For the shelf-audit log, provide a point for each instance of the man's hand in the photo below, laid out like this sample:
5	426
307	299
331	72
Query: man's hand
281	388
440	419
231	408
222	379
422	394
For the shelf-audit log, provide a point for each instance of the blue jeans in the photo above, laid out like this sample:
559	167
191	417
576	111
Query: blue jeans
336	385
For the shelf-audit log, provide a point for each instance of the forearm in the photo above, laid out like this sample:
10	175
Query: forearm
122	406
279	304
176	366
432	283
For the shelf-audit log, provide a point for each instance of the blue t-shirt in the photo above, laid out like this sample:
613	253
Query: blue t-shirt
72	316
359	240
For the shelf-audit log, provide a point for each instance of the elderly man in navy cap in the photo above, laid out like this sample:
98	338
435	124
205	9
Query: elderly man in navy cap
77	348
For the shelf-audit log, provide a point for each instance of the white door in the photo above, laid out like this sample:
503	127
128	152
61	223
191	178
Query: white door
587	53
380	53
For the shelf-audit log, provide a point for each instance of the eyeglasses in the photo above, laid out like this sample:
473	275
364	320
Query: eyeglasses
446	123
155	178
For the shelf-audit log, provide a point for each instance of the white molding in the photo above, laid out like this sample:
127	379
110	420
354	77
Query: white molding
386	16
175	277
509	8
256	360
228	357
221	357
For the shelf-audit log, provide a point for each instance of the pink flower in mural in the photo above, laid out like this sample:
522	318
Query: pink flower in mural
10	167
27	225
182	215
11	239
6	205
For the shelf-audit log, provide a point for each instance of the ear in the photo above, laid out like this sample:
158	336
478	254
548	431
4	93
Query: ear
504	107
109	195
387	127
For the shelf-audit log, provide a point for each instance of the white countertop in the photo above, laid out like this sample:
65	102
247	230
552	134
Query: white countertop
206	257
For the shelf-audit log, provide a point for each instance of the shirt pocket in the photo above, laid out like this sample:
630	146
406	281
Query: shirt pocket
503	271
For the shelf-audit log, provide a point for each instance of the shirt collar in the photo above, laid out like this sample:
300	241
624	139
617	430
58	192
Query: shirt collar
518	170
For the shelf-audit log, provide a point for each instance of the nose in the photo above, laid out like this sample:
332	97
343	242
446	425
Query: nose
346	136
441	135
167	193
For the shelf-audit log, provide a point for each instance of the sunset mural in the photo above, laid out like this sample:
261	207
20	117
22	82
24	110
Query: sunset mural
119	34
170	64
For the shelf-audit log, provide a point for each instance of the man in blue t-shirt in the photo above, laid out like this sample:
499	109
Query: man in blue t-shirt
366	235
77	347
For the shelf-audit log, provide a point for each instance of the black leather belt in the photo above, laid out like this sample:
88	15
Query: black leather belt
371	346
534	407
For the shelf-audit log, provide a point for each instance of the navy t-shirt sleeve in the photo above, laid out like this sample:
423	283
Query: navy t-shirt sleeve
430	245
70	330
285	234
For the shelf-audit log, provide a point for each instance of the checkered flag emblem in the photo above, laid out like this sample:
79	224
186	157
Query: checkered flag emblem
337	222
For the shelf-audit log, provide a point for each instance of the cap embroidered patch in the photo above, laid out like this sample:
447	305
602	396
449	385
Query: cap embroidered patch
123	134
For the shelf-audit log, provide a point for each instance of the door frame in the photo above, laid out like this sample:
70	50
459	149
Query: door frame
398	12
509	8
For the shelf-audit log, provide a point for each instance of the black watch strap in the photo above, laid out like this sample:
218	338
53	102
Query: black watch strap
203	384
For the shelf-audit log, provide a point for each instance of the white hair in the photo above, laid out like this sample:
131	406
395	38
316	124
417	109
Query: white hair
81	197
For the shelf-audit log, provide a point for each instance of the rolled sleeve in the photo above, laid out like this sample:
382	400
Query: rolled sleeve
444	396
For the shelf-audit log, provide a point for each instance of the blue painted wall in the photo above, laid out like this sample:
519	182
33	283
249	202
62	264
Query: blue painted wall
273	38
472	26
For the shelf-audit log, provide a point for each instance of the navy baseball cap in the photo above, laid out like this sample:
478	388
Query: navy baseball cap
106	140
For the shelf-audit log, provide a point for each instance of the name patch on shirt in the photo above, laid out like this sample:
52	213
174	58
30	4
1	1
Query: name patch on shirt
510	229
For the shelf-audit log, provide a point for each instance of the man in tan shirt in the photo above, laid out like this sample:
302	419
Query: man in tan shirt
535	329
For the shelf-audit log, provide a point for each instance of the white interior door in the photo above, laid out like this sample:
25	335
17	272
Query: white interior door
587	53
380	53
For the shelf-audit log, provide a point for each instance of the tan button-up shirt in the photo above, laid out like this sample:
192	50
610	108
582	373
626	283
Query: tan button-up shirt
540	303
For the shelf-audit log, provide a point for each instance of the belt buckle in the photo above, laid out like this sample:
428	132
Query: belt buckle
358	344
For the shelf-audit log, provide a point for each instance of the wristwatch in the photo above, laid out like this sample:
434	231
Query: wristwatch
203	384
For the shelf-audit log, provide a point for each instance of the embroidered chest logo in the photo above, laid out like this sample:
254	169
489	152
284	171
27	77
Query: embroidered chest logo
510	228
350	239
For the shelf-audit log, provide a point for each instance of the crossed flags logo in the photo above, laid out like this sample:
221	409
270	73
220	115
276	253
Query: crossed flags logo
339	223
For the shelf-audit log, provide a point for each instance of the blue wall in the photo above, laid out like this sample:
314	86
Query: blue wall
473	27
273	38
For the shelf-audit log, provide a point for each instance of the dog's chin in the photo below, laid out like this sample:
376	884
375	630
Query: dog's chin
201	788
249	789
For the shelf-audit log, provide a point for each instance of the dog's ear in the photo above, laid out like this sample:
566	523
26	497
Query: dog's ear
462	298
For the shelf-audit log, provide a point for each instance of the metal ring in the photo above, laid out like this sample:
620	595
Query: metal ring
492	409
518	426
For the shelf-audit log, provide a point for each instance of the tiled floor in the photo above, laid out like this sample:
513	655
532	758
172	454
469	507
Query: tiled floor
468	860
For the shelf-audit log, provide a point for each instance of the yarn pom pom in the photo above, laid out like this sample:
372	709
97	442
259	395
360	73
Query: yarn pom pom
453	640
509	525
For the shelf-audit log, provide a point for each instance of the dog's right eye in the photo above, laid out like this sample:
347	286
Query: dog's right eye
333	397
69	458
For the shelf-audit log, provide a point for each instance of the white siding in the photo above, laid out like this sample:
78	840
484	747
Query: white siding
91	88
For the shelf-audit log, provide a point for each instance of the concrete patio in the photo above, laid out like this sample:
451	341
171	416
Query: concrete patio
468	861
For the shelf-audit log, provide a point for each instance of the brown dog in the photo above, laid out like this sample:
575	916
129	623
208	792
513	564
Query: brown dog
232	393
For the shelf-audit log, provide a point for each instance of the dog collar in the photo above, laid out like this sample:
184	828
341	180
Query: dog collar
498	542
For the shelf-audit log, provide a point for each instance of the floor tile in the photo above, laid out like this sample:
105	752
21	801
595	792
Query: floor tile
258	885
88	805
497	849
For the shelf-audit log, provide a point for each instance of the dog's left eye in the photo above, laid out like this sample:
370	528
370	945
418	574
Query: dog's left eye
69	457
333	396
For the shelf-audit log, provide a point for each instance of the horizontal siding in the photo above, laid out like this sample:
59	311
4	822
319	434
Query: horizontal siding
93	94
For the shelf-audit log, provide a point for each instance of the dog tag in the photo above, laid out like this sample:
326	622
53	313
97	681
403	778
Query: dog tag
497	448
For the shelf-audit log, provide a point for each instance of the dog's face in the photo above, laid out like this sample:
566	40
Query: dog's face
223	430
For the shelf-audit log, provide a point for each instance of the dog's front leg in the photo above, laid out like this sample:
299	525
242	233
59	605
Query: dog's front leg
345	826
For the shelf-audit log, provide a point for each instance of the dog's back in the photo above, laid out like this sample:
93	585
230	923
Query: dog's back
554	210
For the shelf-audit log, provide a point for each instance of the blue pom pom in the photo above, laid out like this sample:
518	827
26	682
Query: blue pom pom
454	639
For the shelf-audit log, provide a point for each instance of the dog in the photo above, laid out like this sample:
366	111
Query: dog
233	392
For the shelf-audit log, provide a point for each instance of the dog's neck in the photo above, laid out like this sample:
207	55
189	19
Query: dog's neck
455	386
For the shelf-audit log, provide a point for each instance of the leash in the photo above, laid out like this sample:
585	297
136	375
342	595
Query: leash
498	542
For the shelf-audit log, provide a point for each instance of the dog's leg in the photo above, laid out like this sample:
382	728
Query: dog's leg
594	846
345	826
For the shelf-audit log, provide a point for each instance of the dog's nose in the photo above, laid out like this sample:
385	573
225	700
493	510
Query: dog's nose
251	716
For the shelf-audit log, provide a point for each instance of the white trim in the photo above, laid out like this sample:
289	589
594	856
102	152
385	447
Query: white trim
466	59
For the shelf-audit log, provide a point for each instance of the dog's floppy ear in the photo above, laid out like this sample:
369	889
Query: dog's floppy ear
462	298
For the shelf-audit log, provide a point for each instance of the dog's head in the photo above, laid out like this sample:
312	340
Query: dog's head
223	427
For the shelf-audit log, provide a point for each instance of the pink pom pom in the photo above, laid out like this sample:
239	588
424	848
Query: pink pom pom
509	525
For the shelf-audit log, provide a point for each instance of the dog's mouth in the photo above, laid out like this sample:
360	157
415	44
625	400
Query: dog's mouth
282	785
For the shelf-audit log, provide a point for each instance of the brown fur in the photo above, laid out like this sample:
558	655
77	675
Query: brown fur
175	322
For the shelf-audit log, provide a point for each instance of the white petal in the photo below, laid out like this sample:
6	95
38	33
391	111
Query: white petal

## What to work on
Output only the lines running from the line with "the dog's head" through the final line of the data, inclusive.

## Complete response
For the shelf-audit log, provide a point for each instance of the dog's head in the photo above, laid out like this sample:
312	340
Query: dog's head
223	427
For the shelf-audit log, provide a point for each instance of the pink pom pom in the photo above, laid out like this sample:
239	588
424	848
Query: pink pom pom
509	525
For the shelf-audit log, provide a point for each instance of the dog's mouth in the photo above, laid out like this sample:
360	157
415	44
625	400
Query: dog's mouth
282	785
For the shelf-audit log, provide a point for each instance of the brown fur in the photo above, laid out like this sample:
558	655
77	675
Query: brown fur
175	322
For the shelf-audit log, provide a point for each instance of the white petal in the photo below, laid out like this sample:
6	95
38	33
391	111
Query: white petal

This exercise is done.